----- PAGE

9/11 Museum Co-Founder Wanted It to Be Critical of America’s Wars in Afghanistan and Iraq
The new doc “The Outsider” revisits the internal disputes over how NYC’s 9/11 Memorial & Museum should pay tribute to its victims—and be critical of the U.S. wars in its wake.
There’s a stark difference between a museum and a memorial—the former aims to present an enlightening historical account of a specific subject, while the latter seeks to pay tribute to a tragedy, and those who lost their lives. Those intentions are sometimes obviously at odds with each other, and the complications of reconciling them was at the heart of the creation of New York City’s 9/11 Memorial & Museum, whose conception, development and construction proved to be immensely controversial, even if the final product—which now exists in Lower Manhattan at the original site of the World Trade Center towers—is now an esteemed and popular draw for millions of tourists each year.

----------
----- EXTRACTED ENTRIES

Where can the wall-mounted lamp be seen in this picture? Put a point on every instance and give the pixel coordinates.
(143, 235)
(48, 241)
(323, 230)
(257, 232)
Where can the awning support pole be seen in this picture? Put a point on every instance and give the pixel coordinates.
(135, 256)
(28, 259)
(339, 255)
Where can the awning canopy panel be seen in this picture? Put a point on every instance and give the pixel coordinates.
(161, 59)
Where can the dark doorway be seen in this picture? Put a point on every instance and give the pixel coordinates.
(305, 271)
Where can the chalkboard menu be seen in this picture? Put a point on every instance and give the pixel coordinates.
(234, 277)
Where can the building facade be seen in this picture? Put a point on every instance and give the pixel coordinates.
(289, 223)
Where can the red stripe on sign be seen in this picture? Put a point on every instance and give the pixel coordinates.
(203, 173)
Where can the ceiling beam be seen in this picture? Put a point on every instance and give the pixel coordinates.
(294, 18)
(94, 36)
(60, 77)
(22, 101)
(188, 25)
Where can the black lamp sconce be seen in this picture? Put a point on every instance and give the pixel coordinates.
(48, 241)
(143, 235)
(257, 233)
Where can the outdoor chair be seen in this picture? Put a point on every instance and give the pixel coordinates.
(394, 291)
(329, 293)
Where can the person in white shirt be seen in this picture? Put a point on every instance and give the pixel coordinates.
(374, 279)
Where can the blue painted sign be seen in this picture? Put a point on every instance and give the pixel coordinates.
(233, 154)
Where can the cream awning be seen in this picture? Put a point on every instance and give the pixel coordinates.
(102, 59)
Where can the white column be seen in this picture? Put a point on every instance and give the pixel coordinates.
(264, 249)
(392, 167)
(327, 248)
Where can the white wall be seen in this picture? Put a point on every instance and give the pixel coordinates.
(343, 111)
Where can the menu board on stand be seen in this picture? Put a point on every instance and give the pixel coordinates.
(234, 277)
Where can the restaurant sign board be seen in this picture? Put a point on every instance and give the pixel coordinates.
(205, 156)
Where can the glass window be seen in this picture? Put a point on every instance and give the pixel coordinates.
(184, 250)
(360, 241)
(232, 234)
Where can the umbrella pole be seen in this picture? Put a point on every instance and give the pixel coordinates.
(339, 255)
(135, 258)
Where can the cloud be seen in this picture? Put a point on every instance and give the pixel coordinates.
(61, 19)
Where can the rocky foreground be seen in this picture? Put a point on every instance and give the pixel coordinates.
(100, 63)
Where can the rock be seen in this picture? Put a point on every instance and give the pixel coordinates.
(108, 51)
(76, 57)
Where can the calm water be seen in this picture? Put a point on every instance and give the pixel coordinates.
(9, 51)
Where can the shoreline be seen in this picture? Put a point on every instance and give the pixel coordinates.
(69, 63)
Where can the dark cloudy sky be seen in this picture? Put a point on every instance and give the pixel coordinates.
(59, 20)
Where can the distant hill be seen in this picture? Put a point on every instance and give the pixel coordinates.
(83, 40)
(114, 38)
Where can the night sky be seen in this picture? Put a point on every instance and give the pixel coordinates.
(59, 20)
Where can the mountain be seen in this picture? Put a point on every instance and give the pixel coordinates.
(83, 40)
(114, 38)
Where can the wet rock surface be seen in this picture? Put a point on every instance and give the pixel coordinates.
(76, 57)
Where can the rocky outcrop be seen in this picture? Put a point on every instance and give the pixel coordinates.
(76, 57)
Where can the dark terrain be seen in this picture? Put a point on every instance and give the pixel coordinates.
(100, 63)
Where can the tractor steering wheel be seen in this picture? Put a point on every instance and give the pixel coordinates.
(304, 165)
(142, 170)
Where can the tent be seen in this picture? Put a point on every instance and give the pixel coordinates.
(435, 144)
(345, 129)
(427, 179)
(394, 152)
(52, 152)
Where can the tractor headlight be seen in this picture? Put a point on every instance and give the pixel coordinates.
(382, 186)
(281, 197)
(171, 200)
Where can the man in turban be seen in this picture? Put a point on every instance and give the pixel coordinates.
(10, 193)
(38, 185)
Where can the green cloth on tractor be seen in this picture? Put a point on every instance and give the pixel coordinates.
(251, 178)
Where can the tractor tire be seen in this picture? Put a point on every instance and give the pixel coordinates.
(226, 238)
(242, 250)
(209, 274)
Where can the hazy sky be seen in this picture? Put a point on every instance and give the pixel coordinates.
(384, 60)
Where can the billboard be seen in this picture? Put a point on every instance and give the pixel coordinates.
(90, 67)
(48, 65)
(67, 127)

----------
----- EXTRACTED ENTRIES

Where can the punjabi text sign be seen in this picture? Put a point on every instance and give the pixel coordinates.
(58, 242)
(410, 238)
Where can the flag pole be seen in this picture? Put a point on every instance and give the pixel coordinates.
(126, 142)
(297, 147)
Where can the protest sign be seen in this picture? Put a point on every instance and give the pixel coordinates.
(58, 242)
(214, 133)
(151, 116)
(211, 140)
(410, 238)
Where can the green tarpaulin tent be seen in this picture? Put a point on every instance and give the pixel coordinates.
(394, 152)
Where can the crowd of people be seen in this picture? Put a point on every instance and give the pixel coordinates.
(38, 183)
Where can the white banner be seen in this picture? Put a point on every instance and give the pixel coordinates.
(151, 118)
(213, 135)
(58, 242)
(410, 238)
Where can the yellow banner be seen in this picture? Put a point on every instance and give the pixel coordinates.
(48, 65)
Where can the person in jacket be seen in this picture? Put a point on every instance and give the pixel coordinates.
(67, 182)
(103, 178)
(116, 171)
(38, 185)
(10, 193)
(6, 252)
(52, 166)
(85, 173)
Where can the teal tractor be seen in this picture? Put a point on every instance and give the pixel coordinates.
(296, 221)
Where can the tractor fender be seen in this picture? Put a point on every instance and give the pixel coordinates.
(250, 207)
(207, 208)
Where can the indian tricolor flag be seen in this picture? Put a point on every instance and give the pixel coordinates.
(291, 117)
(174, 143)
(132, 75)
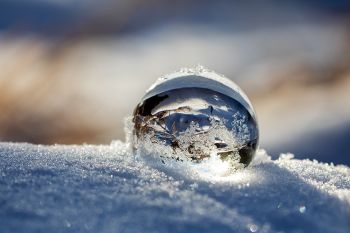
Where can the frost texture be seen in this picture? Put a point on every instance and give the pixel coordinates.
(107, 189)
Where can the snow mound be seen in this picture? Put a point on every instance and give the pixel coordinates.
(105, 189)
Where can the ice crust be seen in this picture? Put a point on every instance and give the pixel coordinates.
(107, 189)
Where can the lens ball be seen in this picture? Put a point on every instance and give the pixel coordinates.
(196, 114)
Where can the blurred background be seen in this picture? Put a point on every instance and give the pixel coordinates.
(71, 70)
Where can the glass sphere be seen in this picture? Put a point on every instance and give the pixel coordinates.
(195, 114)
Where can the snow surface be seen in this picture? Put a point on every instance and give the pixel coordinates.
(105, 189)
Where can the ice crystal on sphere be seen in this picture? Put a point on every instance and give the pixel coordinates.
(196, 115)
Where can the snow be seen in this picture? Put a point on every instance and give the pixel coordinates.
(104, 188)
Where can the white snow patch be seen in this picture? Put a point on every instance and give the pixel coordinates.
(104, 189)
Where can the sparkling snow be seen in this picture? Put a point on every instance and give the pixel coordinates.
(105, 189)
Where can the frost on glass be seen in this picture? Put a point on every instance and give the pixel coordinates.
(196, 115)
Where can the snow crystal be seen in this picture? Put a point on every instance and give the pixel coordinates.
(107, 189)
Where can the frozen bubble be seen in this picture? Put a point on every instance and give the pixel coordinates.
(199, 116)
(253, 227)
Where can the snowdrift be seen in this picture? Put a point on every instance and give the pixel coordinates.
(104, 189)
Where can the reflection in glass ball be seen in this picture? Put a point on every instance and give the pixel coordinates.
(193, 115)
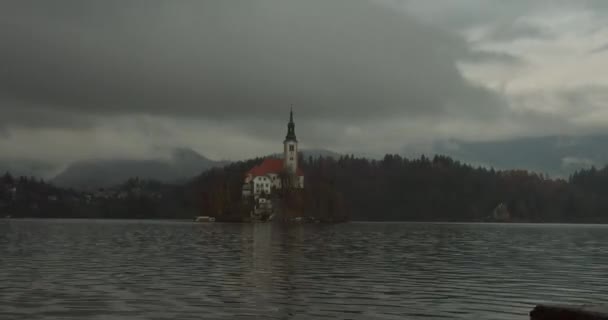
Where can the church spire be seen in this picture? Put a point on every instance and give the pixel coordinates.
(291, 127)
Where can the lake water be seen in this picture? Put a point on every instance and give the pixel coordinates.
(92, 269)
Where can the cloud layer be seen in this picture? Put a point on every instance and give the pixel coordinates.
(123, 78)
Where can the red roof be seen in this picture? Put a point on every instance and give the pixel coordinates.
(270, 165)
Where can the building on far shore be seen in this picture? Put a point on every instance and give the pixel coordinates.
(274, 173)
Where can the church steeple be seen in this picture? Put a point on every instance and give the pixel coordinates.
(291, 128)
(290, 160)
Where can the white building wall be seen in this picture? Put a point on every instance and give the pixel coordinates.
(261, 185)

----------
----- EXTRACTED ENTRIES

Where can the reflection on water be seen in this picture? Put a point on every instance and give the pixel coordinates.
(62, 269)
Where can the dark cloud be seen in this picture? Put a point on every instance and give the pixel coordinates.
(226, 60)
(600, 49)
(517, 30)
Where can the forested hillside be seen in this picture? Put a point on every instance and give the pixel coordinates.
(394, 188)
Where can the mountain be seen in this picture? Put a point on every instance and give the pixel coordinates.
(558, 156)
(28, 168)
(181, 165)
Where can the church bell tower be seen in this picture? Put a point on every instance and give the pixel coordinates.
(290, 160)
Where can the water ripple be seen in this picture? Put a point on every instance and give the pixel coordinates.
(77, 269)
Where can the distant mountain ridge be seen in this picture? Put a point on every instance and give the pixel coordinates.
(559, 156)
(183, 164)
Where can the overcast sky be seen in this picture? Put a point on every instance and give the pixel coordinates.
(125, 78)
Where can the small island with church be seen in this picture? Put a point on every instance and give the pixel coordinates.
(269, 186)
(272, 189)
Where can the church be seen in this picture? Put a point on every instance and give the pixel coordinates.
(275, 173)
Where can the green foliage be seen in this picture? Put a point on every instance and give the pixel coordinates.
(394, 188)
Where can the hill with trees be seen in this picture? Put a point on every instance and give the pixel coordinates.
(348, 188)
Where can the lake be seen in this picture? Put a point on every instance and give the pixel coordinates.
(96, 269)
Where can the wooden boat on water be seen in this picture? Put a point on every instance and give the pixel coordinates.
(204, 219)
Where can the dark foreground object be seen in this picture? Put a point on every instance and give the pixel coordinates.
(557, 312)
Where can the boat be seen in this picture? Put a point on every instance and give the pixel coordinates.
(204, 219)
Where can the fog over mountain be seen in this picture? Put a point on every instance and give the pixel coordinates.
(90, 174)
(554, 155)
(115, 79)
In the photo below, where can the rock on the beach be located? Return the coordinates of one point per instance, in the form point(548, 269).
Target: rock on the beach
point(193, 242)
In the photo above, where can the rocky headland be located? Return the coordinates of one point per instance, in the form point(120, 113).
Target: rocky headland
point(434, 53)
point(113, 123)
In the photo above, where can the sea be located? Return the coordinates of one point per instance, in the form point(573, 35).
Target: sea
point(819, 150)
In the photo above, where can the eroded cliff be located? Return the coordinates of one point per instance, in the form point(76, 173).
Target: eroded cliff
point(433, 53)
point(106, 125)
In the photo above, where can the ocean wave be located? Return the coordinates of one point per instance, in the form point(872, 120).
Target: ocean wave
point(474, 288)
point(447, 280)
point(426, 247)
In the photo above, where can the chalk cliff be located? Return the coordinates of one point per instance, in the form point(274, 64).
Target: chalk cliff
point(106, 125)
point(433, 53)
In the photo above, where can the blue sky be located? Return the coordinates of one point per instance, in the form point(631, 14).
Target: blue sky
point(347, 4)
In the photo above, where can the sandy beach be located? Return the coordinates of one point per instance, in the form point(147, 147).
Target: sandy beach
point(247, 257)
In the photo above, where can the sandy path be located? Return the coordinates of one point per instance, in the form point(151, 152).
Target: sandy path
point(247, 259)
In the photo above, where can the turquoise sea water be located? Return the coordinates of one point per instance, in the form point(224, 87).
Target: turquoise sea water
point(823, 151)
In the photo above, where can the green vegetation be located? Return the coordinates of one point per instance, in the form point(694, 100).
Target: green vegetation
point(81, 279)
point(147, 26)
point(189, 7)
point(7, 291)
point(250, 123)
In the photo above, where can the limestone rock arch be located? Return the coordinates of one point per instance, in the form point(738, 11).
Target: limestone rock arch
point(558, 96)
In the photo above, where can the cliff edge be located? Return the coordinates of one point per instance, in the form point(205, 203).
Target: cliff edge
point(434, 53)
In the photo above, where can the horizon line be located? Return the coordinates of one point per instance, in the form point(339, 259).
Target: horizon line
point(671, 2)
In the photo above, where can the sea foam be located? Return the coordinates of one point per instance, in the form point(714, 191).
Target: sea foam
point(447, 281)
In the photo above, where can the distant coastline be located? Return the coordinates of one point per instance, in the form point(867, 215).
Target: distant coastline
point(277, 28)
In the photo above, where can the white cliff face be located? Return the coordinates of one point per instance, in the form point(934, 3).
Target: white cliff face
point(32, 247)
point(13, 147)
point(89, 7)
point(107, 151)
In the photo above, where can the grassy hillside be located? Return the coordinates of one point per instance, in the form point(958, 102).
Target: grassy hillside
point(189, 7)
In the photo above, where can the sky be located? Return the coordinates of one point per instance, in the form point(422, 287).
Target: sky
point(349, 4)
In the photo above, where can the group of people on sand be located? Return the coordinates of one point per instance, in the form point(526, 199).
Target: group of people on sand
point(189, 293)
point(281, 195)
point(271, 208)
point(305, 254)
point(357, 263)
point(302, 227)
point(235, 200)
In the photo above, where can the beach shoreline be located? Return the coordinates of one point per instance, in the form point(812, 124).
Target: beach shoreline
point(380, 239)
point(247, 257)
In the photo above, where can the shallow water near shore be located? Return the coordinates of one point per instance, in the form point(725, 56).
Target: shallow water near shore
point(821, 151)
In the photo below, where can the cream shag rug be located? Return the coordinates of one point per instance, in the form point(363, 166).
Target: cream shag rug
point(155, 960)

----------

**CHALLENGE 1**
Based on the article about the 9/11 Memorial & Museum, explain in one to three sentences why the aims of a museum and a memorial can conflict.
**CHALLENGE 2**
Carry on the article about the 9/11 Memorial & Museum, picking up right after its last sentence.
These data were taken from a separate source.

**EXERCISE RESPONSE 1**
A museum aims to present an enlightening historical account of a specific subject, while a memorial seeks to pay tribute to a tragedy and to those who lost their lives. Because those intentions are sometimes at odds, reconciling them was a central complication in creating New York City's 9/11 Memorial & Museum.

**EXERCISE RESPONSE 2**
The Outsider (premiering Aug. 19 via Facebook, before its Aug. 20 release through Abramorama’s Watch Now @ Home platform) is a non-fiction inside-peek at the birth of the 9/11 Memorial & Museum, told through the prism of Michael Shulan, a novelist who was living in SoHo in 2001 when al Qaeda terrorists flew two planes into the Twin Towers, forever changing the city, the country, and the world. After seeing his fellow New Yorkers intensely respond to a publicly displayed newspaper article about 9/11—coming up to it and touching it, as if to pay silent tribute—Shulan posted his own photograph of the towers on the window of his empty storefront. That eventually begat “Here Is New York,” a crowd-sourced photo exhibition of snapshots of the fateful day, which garnered media headlines and, in the process, turned Shulan into the nation’s de facto authority on 9/11 imagery.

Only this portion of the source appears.